* **WORK REQUIRED**
Transcribe the stretch of entries below from the line with "Can you see the row" through the line with "Can you see the cookie", exactly and with both ends included; leave out all other lines.

* **PROVIDED DATA**
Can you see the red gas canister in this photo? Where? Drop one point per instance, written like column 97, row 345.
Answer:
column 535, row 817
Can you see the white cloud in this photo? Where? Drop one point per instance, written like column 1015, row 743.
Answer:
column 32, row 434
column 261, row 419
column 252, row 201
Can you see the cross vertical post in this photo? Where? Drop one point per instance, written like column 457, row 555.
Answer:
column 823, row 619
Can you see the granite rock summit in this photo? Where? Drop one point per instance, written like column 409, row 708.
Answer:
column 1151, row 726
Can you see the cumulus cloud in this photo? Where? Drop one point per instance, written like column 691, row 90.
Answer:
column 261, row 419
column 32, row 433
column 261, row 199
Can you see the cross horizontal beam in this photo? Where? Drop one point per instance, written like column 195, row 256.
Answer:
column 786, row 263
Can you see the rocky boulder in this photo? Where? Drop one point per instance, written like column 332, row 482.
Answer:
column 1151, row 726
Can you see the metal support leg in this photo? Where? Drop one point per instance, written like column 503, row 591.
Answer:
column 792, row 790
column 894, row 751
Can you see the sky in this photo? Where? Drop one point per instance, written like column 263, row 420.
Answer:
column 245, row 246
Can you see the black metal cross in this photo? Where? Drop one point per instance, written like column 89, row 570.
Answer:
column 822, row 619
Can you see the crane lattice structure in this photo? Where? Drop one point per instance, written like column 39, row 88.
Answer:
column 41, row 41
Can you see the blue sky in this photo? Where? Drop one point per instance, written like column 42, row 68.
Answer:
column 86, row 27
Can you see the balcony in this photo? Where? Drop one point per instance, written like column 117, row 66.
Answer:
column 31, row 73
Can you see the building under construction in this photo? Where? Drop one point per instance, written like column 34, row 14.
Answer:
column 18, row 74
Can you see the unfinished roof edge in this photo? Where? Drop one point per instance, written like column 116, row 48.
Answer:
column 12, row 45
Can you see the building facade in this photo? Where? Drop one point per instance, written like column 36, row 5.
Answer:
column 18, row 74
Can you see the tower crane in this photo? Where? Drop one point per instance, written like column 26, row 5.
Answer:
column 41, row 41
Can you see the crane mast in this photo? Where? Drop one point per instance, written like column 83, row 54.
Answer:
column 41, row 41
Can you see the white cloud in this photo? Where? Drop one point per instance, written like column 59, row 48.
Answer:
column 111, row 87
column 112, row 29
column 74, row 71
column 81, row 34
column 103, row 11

==

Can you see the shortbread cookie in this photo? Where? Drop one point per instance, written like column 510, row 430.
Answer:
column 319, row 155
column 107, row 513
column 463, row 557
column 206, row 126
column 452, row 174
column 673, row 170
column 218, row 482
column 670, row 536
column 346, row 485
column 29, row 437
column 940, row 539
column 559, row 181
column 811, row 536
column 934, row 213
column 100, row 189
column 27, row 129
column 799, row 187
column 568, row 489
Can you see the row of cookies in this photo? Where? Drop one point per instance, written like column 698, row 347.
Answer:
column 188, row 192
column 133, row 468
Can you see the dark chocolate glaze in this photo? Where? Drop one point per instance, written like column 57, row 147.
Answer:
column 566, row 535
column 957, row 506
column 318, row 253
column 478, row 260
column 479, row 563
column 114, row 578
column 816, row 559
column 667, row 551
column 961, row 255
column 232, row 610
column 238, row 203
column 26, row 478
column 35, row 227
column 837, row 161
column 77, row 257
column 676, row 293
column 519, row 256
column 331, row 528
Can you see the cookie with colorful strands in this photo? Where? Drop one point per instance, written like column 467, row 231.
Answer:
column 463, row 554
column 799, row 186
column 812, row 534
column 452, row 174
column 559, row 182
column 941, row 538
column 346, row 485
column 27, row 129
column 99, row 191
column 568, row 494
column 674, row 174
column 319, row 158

* **ANSWER SECTION**
Can you see the row of cookies in this photo? Where? Drop one point per instance, written like column 698, row 347.
Answer:
column 188, row 192
column 133, row 468
Can you see the dark chocolate glaze in this photo? Where? Drop one point per instance, written like column 57, row 147.
Answer:
column 566, row 535
column 957, row 506
column 318, row 253
column 478, row 260
column 479, row 563
column 114, row 578
column 816, row 559
column 667, row 551
column 961, row 255
column 232, row 610
column 238, row 203
column 26, row 478
column 35, row 227
column 837, row 161
column 77, row 257
column 676, row 293
column 519, row 256
column 331, row 528
Can you see the cookie with colorful strands in this photo? Where? Drop one point per instance, written like column 467, row 231.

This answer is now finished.